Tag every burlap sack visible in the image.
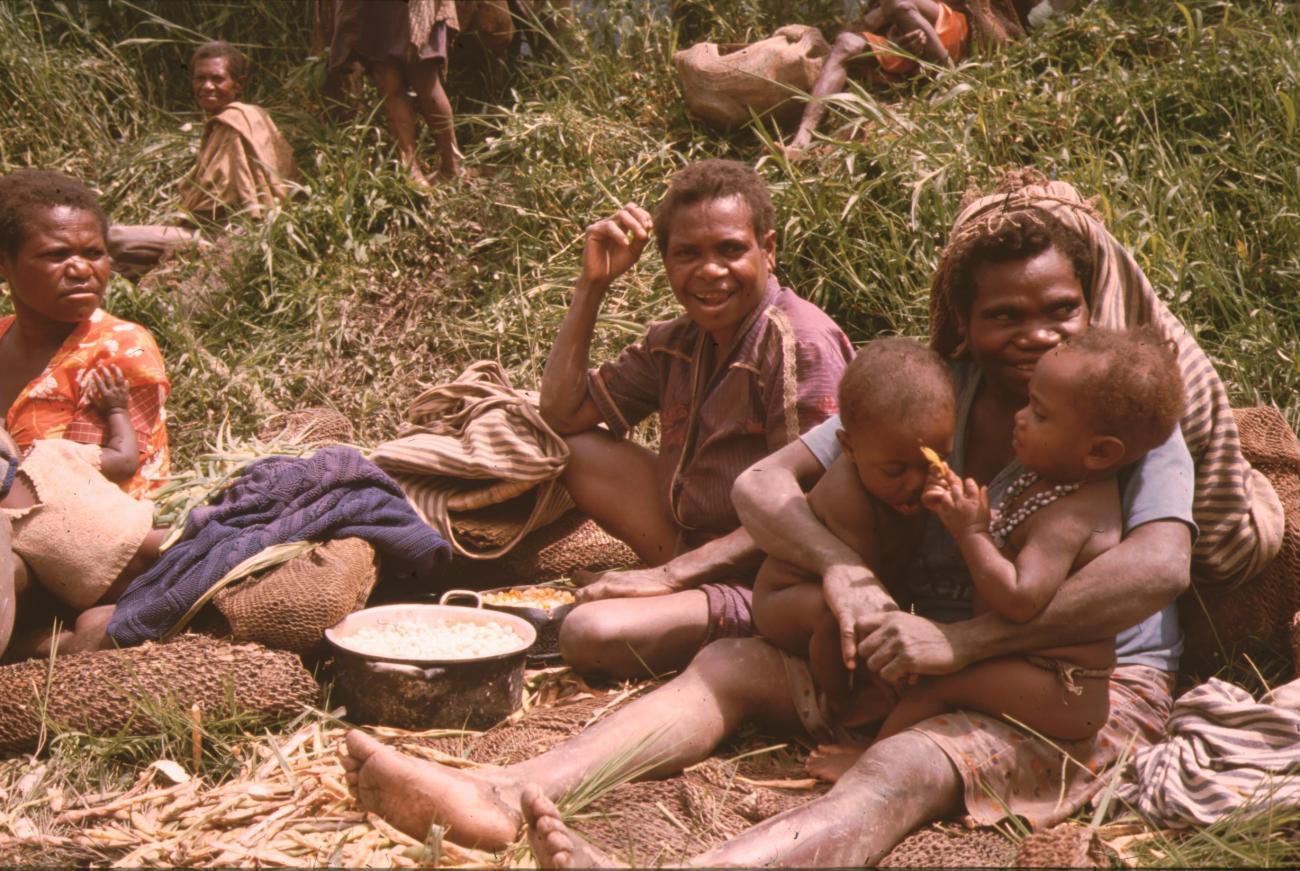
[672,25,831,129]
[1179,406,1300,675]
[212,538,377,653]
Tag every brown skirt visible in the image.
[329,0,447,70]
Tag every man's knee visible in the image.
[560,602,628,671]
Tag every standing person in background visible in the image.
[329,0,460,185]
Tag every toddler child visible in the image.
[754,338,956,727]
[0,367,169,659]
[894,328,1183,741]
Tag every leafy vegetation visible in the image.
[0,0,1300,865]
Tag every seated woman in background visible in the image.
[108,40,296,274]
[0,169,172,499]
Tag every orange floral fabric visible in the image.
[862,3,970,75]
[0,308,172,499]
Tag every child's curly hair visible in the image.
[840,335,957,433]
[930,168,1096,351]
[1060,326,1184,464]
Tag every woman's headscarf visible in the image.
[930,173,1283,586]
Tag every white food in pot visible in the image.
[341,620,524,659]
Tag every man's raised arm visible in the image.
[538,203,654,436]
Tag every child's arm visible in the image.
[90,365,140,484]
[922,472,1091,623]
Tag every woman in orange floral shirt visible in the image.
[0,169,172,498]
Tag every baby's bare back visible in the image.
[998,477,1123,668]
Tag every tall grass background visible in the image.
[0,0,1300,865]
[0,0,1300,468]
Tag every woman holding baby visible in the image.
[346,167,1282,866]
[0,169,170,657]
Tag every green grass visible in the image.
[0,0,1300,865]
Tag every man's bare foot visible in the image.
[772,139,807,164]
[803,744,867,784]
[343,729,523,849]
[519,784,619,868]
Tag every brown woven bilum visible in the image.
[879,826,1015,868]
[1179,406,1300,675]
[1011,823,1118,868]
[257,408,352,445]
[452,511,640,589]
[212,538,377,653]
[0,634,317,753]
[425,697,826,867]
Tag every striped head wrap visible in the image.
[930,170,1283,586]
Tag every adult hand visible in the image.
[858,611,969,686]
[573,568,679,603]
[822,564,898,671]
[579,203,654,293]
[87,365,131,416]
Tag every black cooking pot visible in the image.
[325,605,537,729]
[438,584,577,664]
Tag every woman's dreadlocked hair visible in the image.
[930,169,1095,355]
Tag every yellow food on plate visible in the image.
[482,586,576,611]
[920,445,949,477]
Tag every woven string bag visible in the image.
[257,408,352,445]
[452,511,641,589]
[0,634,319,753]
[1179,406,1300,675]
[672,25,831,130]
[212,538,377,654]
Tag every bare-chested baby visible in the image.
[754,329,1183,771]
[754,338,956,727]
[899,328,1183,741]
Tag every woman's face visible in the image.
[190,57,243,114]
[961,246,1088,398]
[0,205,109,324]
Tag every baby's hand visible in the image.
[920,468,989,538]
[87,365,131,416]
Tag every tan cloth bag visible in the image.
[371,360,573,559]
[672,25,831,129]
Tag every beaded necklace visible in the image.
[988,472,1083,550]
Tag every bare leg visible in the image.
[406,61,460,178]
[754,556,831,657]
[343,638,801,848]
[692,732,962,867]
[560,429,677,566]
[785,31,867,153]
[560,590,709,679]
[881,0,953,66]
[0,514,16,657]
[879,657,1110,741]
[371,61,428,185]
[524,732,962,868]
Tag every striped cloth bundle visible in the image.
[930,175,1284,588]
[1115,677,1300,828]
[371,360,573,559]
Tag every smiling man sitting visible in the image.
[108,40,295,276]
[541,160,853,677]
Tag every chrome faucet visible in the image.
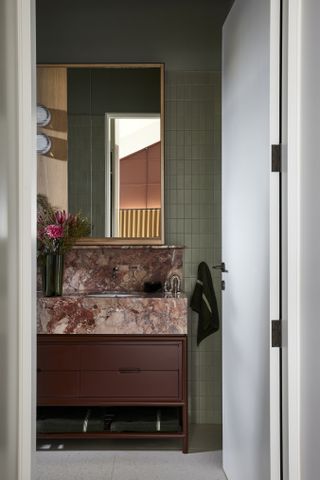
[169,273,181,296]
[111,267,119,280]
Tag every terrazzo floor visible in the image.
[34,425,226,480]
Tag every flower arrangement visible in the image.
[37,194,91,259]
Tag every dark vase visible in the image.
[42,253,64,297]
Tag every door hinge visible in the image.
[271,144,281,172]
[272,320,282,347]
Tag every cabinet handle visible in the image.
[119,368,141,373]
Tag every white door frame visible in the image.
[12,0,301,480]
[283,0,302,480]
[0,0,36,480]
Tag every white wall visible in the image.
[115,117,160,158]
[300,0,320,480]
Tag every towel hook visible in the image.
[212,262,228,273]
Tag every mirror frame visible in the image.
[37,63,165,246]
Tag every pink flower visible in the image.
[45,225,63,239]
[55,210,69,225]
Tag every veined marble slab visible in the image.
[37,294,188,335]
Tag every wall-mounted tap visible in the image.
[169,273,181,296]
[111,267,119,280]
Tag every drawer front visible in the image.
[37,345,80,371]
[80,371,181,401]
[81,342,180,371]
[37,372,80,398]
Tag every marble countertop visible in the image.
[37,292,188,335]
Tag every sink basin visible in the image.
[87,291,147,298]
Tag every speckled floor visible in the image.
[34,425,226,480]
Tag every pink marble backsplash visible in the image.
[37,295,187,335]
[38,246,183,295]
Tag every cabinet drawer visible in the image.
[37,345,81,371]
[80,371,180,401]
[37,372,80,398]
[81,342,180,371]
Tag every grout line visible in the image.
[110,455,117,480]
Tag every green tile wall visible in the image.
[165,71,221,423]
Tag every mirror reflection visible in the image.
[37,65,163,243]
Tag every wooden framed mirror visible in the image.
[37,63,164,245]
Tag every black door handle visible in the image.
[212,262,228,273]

========

Pull out every line of the items above word for word, leaving the pictures out of your answer.

Tag every burlap sack visible in the image.
[672,25,831,129]
[1179,406,1300,675]
[212,538,377,653]
Tag every brown skirt visible in the image.
[329,0,447,70]
Tag every man's knee visible in the image.
[560,602,628,671]
Tag every standing person in background visible in the image.
[329,0,460,185]
Tag every toddler child visible in the image.
[754,338,956,727]
[0,367,169,659]
[894,328,1183,741]
Tag every leafy vegetation visible in the image.
[0,0,1300,865]
Tag every seated woman in background visible in the image.
[108,40,296,274]
[0,169,172,499]
Tag every orange floral fabric visible in the image.
[862,3,970,75]
[0,308,172,499]
Tag every child's curly hair visible in the image.
[840,335,957,433]
[930,168,1096,351]
[1060,326,1184,464]
Tag every woman's headscarf visible in the image.
[930,173,1283,586]
Tag every white food in pot visible in the image.
[341,620,524,659]
Tag every man's raised arm visible in the image.
[538,203,654,436]
Tag every child's arm visible in the image.
[90,365,140,484]
[922,472,1091,623]
Tag every woman in orange floral shirt visible in the image.
[0,169,172,498]
Tag every baby's bare back visible in the image.
[998,477,1123,668]
Tag every tall grass background visible in the image.
[0,0,1300,865]
[0,0,1300,468]
Tag every woman holding baby visible in the image.
[346,167,1282,866]
[0,169,170,657]
Tag every green grass visible in the image.
[0,0,1300,865]
Tag every man's bare foot visible in the image.
[772,139,807,164]
[803,744,867,784]
[343,729,523,849]
[519,784,619,868]
Tag every brown woven bilum visible in the image.
[879,826,1015,868]
[1179,406,1300,675]
[1011,823,1118,868]
[257,408,352,445]
[452,511,640,589]
[212,538,377,653]
[0,634,317,753]
[425,697,826,867]
Tag every striped head wrap visible in the image.
[930,170,1283,586]
Tag every adult hand visible in the image.
[858,611,969,686]
[573,568,679,603]
[822,564,898,671]
[579,203,654,293]
[87,365,131,416]
Tag every black cooking pot visible in the image.
[325,605,537,729]
[438,584,577,664]
Tag every woman's dreadlocked hair visible in the image.
[930,169,1095,355]
Tag every yellow food on plate visible in the image.
[482,586,576,611]
[920,445,949,477]
Tag every woven string bag visible in the image.
[257,408,352,445]
[452,511,641,589]
[0,634,319,753]
[1179,406,1300,675]
[672,25,831,130]
[212,538,377,654]
Tag every bare-chested baby visible in the image.
[754,329,1183,771]
[754,338,956,727]
[899,328,1183,741]
Tag every woman's face visible in the image.
[190,57,243,114]
[961,246,1088,398]
[0,205,109,324]
Tag every baby's hand visible in the image.
[920,468,989,538]
[87,365,131,416]
Tag every tan cloth bag visible in the image.
[371,360,573,559]
[672,25,831,129]
Tag every beaded necklace visible in the image.
[988,472,1083,550]
Tag every bare leg visible in the image.
[406,61,460,178]
[754,556,831,657]
[343,638,801,848]
[692,732,962,867]
[560,429,677,566]
[785,31,867,153]
[560,590,709,679]
[881,0,953,66]
[0,514,16,657]
[879,657,1110,741]
[371,61,428,185]
[524,732,962,868]
Tag every striped cloth bundle visible in the image.
[930,175,1284,588]
[1115,677,1300,828]
[371,360,573,559]
Tag every smiling man sitting visible in the image.
[108,40,295,276]
[541,160,853,677]
Tag every chrome faucet visible in the image.
[169,273,181,296]
[111,267,119,280]
Tag every terrazzo floor visible in the image.
[34,425,226,480]
Tag every flower arrangement visible in the image.
[37,194,91,259]
Tag every dark vase visible in the image.
[42,253,64,297]
Tag every door hinge visible in the image.
[271,144,281,172]
[272,320,282,347]
Tag every cabinet handle visible in the image.
[119,368,141,373]
Tag every white door frame visible in the image.
[12,0,301,480]
[283,0,302,480]
[0,0,36,480]
Tag every white wall visible in the image.
[115,117,160,158]
[300,0,320,480]
Tag every towel hook visible in the image.
[212,262,228,273]
Tag every mirror frame visible in the image.
[37,63,165,246]
Tag every pink flower visible in the image.
[45,225,63,239]
[55,210,69,225]
Tag every veined marble slab visible in the image.
[37,294,188,335]
Tag every wall-mounted tap visible in the image.
[169,273,181,296]
[111,267,119,280]
Tag every drawer front visible in the image.
[37,345,80,371]
[80,371,181,401]
[81,342,180,371]
[37,372,80,398]
Tag every marble countertop visible in the image.
[37,292,188,335]
Tag every sink basin visible in the image.
[87,291,147,298]
Tag every speckled floor visible in the image.
[34,425,226,480]
Tag every pink marble backsplash visible in the image.
[37,295,187,335]
[38,246,183,295]
Tag every cabinet drawer visible in the image.
[37,345,81,371]
[80,371,180,401]
[37,372,80,398]
[81,342,180,371]
Tag every grout line visible in the image.
[110,455,117,480]
Tag every green tile wall visible in the image.
[165,71,221,423]
Tag every mirror reflection visible in the image.
[37,65,163,243]
Tag every wooden framed mirror visible in the image.
[37,63,164,245]
Tag every black door handle visible in the image.
[212,262,228,273]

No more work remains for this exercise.